▶ _Records_:
------------------------------------

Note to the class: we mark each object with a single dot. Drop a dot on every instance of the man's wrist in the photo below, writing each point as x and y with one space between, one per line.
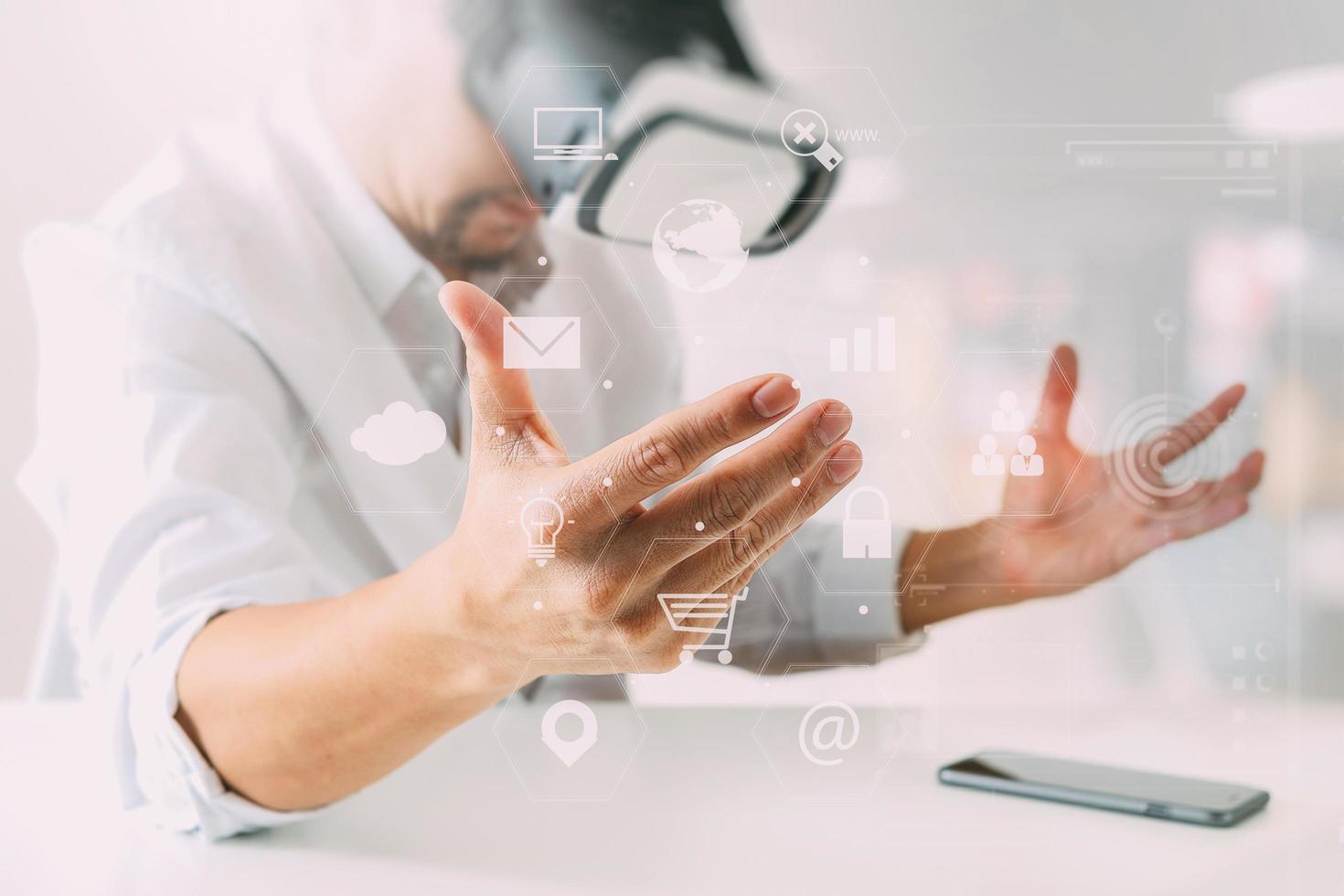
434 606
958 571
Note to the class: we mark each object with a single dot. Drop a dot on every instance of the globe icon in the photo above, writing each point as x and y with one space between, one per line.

------------------------------------

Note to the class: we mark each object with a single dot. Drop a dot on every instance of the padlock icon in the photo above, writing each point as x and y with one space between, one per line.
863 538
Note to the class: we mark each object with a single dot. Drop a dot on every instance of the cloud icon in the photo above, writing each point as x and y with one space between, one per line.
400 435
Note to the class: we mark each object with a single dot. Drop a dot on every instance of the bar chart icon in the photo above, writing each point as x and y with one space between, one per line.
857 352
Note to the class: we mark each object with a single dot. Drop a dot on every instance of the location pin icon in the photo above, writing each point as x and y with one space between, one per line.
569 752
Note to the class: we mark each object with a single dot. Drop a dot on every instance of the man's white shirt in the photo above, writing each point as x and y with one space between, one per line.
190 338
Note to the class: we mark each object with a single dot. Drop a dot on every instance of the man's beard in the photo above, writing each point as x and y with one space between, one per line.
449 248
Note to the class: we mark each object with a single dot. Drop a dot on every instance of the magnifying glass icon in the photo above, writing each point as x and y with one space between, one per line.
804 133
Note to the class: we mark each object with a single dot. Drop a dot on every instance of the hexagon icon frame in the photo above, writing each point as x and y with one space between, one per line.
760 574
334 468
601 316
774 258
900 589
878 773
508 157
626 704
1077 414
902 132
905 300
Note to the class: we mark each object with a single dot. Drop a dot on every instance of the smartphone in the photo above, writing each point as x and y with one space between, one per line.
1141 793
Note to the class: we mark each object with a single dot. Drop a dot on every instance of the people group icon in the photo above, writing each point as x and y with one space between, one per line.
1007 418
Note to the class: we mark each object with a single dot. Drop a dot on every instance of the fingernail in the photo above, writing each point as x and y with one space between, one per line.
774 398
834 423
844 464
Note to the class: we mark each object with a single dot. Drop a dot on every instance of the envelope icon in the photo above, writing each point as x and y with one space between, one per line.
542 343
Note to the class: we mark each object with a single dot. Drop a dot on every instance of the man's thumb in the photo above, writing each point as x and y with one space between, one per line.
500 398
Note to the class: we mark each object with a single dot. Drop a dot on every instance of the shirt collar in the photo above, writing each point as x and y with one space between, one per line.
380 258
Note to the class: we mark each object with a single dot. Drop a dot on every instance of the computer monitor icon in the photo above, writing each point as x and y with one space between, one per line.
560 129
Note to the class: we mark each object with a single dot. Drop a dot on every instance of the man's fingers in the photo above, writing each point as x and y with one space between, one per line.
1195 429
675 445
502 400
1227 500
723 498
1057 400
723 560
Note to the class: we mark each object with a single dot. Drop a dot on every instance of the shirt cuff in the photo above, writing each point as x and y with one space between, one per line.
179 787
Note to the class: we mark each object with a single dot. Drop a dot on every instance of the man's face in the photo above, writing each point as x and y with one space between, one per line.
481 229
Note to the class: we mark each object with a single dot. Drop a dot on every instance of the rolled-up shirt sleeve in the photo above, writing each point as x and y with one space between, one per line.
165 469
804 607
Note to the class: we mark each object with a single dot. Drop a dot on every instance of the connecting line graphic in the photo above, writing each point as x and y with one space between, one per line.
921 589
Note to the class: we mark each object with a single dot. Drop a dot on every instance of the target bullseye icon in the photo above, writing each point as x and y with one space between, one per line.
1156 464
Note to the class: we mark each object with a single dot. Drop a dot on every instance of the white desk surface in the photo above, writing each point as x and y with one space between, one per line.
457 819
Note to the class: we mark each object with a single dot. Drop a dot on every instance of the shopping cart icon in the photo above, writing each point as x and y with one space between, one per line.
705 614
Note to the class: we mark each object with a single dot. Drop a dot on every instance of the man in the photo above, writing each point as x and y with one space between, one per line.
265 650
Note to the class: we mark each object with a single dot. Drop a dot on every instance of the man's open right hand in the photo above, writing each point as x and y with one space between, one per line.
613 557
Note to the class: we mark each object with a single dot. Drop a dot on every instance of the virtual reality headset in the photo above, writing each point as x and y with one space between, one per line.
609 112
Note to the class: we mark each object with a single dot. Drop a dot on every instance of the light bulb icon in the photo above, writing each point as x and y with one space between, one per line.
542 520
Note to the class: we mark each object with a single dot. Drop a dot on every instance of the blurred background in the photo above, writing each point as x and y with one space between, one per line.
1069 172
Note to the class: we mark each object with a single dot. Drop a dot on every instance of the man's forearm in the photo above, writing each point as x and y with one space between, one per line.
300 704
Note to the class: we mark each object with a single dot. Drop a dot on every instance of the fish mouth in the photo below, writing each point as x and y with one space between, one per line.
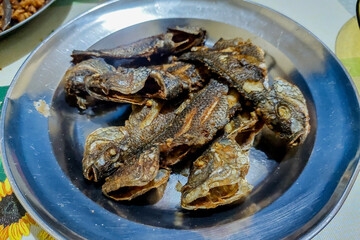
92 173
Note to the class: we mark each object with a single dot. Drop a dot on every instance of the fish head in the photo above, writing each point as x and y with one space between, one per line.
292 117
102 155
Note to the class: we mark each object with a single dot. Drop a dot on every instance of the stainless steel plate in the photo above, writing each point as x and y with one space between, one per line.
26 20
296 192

------------------------------------

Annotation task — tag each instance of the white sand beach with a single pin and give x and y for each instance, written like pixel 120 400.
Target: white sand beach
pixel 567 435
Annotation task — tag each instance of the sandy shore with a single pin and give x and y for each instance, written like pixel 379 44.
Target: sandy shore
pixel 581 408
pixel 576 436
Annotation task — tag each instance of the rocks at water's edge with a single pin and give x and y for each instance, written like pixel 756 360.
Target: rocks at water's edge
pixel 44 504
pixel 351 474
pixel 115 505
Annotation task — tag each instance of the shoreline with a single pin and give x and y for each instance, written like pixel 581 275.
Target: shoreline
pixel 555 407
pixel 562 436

------------------------------------

▶ _Work to do_:
Render as a JSON list of strings the lines starting with the one that contains "the man's wrist" and going on through the one that contains "of the globe", one string per line with blank lines left out. Leave the pictures out of the answer.

▶ _Solution to this problem_:
[
  "Note to the class: we mark each object with a single dot. Drop a dot on every instance of the man's wrist in the photo below, writing each point as x and y with one space between, one per line.",
  "434 606",
  "958 571",
  "Note to the class: we mark each object with a single dot. Drop a dot on every instance of the globe icon in the photo above, writing each point as x and y with one space between, one per line."
]